TEXT EXCERPT -
►

# Frequently Asked Questions

## How to interpret the results?

First, read the two files: `model_analysis.txt` (which explains results from Stage 1) and `optimisation_analysis.txt` (which explains results from Stage 2). 

### Understanding Beta Coefficients

Looking at an example from the current model (`refined_model_v3`), such as `beta_configuration_accessories_to_offer_request`:

This is a coefficient in a Bayesian network model that represents the strength and direction of the relationship between two events in the customer journey:

- `configuration_accessories` (the source event)
- `offer_request` (the target event)

Let's assume, hypothetically, the model output for this beta shows:

- Mean: 0.15
- Standard deviation: 0.05
- HDI (Highest Density Interval) from 3% to 97%: [0.05, 0.25]
- Median: 0.14

What does this mean? In practical terms, this beta coefficient tells us:

- The positive mean value (0.15) indicates that completing the accessories configuration positively influences the likelihood of making an offer request.
- The exact interpretation isn't a direct percentage increase in probability, but rather an increase in the *log-odds* of making an offer request. A positive coefficient means the probability increases.
- We're confident the effect is positive (as the 95% HDI [0.05, 0.25] is entirely above 0), and the likely magnitude of the effect on the log-odds scale is around 0.15, with some uncertainty (standard deviation 0.05).

These betas are crucial for:

- a) Understanding the customer journey - they show which actions influence other actions
- b) Identifying strong and weak points in the conversion funnel
- c) Making decisions about where to focus improvements or marketing efforts

For completeness, we should note that the HDI not crossing below 0 is partly due to our choice of prior. In our current model implementation, we use Half-Cauchy priors for the beta coefficients, which constrains the betas to be non-negative. This means that when we say "we're confident the effect is positive because the HDI doesn't cross zero", we need to be careful - this isn't really a finding from the data, but rather a constraint we've built into the model through our choice of prior.

Implications:
1. We can't truly discover negative relationships in the current model
2. The HDI not crossing zero is not evidence of a positive effect
3. We should consider using priors that allow for both positive and negative effects if we want to discover true directional relationships

### Interpreting Optimization Results

The `optimal_budget_allocation.csv` file contains the recommended budget allocations:
- Each node is assigned a proportion of the total budget
- Higher allocations indicate touchpoints where additional investment will yield the greatest return
- The allocation takes into account both direct conversion effects and indirect effects through the customer journey

## Is a non-negative prior justified?

Yes, it is justified - we believe a priori that all relationships in the customer journey should be positive. In a customer journey, each action typically represents a step of engagement or interest. It is logically consistent that more engagement at one step would increase (not decrease) the likelihood of engagement at subsequent steps.

◄

DATA EXCERPTS -
►

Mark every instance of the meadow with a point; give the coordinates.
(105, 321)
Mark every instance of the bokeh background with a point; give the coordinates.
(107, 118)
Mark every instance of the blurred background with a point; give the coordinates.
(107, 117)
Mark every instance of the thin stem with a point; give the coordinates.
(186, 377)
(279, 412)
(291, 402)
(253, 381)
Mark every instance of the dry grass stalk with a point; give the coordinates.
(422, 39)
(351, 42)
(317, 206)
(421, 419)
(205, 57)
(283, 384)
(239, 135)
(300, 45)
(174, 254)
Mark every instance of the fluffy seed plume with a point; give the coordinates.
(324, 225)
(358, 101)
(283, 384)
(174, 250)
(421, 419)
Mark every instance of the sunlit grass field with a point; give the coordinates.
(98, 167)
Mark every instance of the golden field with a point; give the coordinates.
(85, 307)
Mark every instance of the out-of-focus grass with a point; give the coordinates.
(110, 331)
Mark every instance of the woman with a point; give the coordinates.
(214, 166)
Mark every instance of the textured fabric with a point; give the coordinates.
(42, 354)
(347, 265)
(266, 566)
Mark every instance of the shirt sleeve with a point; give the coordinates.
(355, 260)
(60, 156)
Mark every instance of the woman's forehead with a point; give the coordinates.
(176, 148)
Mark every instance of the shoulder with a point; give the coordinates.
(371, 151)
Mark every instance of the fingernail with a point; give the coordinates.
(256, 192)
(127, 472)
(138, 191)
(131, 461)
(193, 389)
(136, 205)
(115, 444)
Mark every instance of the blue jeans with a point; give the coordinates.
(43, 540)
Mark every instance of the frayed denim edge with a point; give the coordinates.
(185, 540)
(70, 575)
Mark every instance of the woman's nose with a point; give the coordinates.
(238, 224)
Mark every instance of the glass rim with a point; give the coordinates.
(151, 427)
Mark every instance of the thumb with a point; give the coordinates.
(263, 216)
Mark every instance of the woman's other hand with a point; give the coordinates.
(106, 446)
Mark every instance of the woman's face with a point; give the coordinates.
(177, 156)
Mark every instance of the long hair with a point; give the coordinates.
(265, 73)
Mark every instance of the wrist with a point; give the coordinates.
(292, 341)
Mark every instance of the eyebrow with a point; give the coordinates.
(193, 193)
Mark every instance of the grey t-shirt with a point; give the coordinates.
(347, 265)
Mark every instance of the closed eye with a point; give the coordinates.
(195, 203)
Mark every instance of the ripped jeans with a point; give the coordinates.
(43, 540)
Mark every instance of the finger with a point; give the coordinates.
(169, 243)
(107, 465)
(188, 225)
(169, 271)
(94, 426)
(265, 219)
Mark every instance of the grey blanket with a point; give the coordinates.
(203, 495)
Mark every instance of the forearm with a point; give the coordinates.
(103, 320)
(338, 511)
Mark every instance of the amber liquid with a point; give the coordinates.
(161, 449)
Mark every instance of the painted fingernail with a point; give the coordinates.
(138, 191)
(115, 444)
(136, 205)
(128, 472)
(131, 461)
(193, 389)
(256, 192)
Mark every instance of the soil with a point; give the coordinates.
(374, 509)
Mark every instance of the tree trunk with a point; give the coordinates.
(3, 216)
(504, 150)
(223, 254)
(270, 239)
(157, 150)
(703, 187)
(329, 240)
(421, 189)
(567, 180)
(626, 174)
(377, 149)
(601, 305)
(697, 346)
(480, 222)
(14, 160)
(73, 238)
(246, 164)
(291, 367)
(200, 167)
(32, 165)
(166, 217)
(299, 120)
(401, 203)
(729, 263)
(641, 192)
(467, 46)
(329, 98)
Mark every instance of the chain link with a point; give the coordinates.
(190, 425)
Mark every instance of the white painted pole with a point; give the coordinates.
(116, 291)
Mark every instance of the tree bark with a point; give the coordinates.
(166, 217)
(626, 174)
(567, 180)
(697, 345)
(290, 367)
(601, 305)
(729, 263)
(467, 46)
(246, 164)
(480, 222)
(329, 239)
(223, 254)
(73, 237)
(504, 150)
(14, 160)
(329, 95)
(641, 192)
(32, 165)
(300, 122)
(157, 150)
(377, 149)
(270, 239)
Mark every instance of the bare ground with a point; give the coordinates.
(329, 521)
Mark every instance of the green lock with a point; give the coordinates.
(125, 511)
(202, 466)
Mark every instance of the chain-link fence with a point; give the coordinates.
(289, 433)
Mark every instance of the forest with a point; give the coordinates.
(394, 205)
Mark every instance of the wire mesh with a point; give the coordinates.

◄

EXERCISE OBJECTIVE - Continue the FAQ on interpreting the customer-journey model from its last sentence, picking up right after the line about engagement at subsequent steps.

RESULT OF THIS TASK -
Also, the journey from awareness to purchase is fundamentally a forward-moving process. While customers might drop off or abandon the journey, the presence of one positive action (like configuring a car) shouldn't directly cause a decrease in the probability of another positive action (like making a contact request).

Users who take action A have self-selected as more engaged users, making them inherently more likely (not less likely) to take action B. This creates a natural positive relationship between sequential actions.

Finally, our data captures positive events (actions taken) rather than negative events (actions avoided). In this framework, the absence of an action is represented by zero, making negative relationships less meaningful.

The key point is that while negative relationships could theoretically exist in other contexts (like when measuring satisfaction or when actions are mutually exclusive), in the specific context of a customer journey funnel, positive relationships are a reasonable prior assumption.

## Is the Half-Cauchy prior justified?

Yes. The model's earlier parametrisation used a Half-Gaussian. The Half-Cauchy is a better choice than a Half-Gaussian for our use case. 

Customer journeys often have "power law" type behaviours where most touchpoints have moderate effects, but a few critical touchpoints can have outsized impacts. The heavy tails of the Half-Cauchy can capture these important edge cases.

We don't want to artificially constrain large effects when they truly exist in the data. The Half-Cauchy's heavier tails allow the model to learn these strong relationships if they're supported by the data, while still maintaining reasonable skepticism about extremely large effects.

The scale invariance property is valuable because different types of touchpoints (e.g., configuration events vs contact requests) might naturally operate on different scales of impact.

## Should the downstream nodes have the biggest weights?

Arguably, no. The question of whether downstream nodes should have the biggest weights is more complex than it initially appears. The optimization logic determines node importance based on several factors:

- The node's position in the funnel
- The strength of its connections (betas)
- Its baseline probability (related to alpha)
- Its role in the path to conversion

The model does not simply assign greater weights to downstream nodes. Instead, it employs a more sophisticated approach, calculating each node's importance based on its direct influence on the final outcome (`purchase_outcome`) and its indirect influence via intermediate nodes. This approach considers both _immediate effects_ AND _network effects_.

From the optimization analysis output, it is expected that the allocation to various stages will be strategic rather than purely sequential. For instance, if the transition from `configuration_accessories` to `offer_request` proves to be a significant bottleneck, the optimization might allocate less budget directly to `offer_request` compared to `configuration_accessories`.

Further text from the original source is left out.